### What you need to do
Write out the entries, please, from the line containing "the neck, each" through their final line, exactly and with nothing else.

### Supplied material
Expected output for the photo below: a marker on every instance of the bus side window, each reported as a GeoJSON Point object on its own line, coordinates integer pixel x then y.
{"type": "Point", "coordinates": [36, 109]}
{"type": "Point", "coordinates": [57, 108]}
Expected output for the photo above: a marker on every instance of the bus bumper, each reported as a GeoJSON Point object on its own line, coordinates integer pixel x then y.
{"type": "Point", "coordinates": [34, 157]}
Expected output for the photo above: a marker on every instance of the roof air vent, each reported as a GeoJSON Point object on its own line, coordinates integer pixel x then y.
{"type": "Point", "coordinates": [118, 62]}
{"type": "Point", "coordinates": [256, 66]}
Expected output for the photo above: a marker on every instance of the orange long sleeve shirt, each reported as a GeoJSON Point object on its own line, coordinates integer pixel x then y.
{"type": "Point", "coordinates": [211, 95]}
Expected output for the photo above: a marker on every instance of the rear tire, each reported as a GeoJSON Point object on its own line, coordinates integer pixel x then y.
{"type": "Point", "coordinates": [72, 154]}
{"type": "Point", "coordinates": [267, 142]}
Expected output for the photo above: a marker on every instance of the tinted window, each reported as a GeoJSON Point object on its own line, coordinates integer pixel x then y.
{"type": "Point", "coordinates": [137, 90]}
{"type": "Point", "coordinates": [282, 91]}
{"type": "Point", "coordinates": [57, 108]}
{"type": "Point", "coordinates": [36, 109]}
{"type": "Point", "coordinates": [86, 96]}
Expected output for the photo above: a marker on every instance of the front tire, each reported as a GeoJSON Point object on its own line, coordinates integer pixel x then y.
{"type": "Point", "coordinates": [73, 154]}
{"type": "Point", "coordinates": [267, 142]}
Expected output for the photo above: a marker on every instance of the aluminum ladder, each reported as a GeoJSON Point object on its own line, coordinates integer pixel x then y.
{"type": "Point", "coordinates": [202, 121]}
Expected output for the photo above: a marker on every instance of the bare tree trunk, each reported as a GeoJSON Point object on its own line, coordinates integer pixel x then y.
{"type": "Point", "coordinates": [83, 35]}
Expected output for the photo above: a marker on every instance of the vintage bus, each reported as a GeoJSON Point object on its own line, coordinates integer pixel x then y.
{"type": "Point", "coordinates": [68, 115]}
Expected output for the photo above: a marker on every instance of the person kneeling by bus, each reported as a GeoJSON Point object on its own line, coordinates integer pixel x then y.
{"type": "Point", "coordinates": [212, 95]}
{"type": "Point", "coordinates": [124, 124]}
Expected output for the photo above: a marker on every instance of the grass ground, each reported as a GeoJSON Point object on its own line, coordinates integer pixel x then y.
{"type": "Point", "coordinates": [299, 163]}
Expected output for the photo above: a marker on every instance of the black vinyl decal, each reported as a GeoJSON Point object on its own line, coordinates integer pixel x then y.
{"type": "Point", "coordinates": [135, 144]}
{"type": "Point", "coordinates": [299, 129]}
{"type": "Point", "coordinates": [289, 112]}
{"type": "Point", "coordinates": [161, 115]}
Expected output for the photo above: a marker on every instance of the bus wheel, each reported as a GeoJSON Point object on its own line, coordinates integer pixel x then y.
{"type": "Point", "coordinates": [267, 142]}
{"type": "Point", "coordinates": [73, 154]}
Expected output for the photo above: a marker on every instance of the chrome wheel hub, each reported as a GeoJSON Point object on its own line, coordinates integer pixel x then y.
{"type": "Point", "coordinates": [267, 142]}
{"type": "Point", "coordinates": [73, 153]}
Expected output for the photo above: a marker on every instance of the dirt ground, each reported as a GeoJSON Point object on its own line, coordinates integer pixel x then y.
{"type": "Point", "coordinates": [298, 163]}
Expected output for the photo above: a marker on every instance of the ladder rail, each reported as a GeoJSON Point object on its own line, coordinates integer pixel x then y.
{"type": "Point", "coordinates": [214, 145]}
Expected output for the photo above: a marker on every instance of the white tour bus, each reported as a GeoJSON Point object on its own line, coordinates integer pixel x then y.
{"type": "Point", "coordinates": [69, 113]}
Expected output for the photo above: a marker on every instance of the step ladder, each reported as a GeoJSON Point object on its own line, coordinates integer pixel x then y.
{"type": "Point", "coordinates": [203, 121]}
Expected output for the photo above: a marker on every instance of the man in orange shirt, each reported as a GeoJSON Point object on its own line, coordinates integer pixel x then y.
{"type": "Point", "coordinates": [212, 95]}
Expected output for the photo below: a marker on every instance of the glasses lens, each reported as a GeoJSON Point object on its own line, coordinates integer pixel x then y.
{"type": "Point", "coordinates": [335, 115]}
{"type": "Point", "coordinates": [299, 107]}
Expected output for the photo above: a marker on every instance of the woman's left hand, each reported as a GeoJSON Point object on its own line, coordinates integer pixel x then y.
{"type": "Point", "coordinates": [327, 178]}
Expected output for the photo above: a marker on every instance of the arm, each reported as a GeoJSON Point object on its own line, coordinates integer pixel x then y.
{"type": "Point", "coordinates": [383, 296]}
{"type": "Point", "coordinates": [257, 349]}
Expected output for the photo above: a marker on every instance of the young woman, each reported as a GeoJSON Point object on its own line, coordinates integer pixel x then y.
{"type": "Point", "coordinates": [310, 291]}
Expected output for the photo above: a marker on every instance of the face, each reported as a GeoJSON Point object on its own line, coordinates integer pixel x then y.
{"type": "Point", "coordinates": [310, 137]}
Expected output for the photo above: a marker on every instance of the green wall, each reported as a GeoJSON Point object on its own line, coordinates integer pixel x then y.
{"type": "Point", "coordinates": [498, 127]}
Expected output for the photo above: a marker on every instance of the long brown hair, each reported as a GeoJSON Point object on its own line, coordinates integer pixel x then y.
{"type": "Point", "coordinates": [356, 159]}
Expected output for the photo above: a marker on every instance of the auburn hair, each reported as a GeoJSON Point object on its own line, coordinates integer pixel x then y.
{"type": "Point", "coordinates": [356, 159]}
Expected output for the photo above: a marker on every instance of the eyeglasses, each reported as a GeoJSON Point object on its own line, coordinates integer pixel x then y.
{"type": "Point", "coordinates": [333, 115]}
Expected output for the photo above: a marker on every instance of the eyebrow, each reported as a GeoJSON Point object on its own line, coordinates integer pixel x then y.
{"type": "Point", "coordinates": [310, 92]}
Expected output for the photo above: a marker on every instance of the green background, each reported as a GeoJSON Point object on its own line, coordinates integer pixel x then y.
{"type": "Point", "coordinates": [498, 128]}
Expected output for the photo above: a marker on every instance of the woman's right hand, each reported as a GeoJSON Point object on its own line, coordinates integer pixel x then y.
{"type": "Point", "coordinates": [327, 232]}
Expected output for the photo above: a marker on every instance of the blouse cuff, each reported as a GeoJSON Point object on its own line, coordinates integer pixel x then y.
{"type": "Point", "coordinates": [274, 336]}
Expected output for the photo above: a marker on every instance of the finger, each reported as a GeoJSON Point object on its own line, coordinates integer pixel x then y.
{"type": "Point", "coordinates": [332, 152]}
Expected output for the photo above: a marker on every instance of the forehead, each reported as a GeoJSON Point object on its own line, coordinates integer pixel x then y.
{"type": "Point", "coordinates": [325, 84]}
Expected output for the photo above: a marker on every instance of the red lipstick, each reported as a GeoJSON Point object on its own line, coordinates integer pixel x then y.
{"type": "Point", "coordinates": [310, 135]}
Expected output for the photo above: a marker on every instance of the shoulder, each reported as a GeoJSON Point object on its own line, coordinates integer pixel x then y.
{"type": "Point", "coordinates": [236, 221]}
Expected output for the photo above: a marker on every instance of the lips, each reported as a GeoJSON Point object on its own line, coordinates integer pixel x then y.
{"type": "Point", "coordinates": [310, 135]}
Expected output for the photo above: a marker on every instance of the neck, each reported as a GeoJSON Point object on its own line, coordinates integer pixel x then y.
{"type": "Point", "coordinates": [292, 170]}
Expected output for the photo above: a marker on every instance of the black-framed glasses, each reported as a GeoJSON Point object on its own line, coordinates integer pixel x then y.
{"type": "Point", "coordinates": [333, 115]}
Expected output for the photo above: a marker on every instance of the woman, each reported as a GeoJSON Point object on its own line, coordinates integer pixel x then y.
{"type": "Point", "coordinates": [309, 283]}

### Reply
Expected output for the photo above: a marker on every instance of the neck, each reported as a GeoJSON Point object on its own line, coordinates integer pixel x then y.
{"type": "Point", "coordinates": [292, 170]}
Expected output for the photo above: a marker on every instance of the black-framed glasses, each reported as a GeoJSON Point object on its own line, coordinates integer pixel x then y.
{"type": "Point", "coordinates": [333, 115]}
Expected output for the photo above: a marker on every instance of the woman, each reported as a GeoJSON Point object on its own line, coordinates integer pixel x then y.
{"type": "Point", "coordinates": [309, 283]}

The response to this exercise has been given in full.